== The request ==
Repeat every line of the material, character for character.

== Dataset records ==
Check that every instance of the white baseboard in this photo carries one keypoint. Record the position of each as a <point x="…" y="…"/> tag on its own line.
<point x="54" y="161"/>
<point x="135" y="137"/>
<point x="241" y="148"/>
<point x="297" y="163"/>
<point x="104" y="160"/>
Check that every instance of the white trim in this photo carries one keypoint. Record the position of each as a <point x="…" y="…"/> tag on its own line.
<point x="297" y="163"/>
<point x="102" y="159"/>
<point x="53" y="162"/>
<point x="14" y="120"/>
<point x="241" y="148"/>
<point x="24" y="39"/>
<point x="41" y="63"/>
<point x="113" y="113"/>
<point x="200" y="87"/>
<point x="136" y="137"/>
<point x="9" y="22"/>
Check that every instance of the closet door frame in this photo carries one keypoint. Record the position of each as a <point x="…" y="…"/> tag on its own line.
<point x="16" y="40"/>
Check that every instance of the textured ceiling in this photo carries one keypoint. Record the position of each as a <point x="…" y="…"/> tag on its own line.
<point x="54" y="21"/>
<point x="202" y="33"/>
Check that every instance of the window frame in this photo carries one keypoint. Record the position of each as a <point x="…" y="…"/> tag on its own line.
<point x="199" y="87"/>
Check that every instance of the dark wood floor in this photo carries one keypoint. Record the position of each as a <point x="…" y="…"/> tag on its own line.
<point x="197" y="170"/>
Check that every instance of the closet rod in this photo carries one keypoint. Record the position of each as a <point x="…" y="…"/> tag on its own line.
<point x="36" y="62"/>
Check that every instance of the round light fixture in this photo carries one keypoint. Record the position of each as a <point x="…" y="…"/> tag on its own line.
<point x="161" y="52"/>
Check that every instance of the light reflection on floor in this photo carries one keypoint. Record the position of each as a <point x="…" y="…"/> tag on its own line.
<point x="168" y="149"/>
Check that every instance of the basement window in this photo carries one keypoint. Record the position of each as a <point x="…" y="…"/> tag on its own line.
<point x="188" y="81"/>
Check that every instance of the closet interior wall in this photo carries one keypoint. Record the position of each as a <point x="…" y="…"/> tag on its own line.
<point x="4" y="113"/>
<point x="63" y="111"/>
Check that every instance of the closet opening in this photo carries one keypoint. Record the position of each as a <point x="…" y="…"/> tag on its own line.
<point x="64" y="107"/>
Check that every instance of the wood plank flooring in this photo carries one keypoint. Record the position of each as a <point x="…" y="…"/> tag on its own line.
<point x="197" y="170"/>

== Completed exercise ==
Check that every instance of the white baseboard in this photo carries one keypoint. Record the position of each as a <point x="…" y="…"/> tag on its own line.
<point x="54" y="161"/>
<point x="135" y="137"/>
<point x="241" y="148"/>
<point x="297" y="163"/>
<point x="104" y="160"/>
Check that every instance of the white trim in this photo carries one keypoint. Record the position of each as a <point x="…" y="…"/> tag on its own line.
<point x="297" y="163"/>
<point x="102" y="159"/>
<point x="53" y="162"/>
<point x="14" y="120"/>
<point x="241" y="148"/>
<point x="24" y="39"/>
<point x="41" y="63"/>
<point x="113" y="113"/>
<point x="200" y="87"/>
<point x="136" y="137"/>
<point x="9" y="22"/>
Check that every instance of the closet door frame in this photo carries one keypoint. Record the position of each as a <point x="…" y="…"/> tag on its own line.
<point x="16" y="40"/>
Check that every instance of the textured ceiling in this photo carries one keypoint. Record the position of each as a <point x="…" y="…"/> tag on its own line.
<point x="54" y="21"/>
<point x="202" y="33"/>
Check that every instance of the window frame in this photo carries one keypoint. Record the position of each as a <point x="…" y="…"/> tag on its own line.
<point x="199" y="87"/>
Check that every instance of the dark wood floor in this photo carries one keypoint. Record the position of each as a <point x="…" y="…"/> tag on its own line.
<point x="197" y="170"/>
Check that every instance of the closet rod in this photo carries one keypoint. Record the position of each as a <point x="…" y="…"/> tag on its own line.
<point x="36" y="62"/>
Check that every instance of the round light fixture in this photo carries one keypoint. Record the position of each as a <point x="…" y="…"/> tag on its own line.
<point x="161" y="52"/>
Check that every instance of the light reflection on floor in this photo carries one keypoint. Record the position of each as a <point x="…" y="…"/> tag on its own line.
<point x="168" y="149"/>
Check that every instance of the basement window in this photo carries one keypoint. Record the position of each as a <point x="…" y="…"/> tag on its own line.
<point x="188" y="81"/>
Check that every instance of the closet interior wall in this photo carries one keypoint. Record the position of each as a <point x="…" y="…"/> tag on its own line.
<point x="4" y="113"/>
<point x="63" y="111"/>
Check that every instance of the closet opening in this photo carries one keypoint. Record the position of each as a <point x="…" y="…"/> tag on its own line.
<point x="64" y="107"/>
Check that every instance of the wood plank flooring in this photo carries one keypoint. Record the position of each as a <point x="…" y="…"/> tag on its own line.
<point x="197" y="170"/>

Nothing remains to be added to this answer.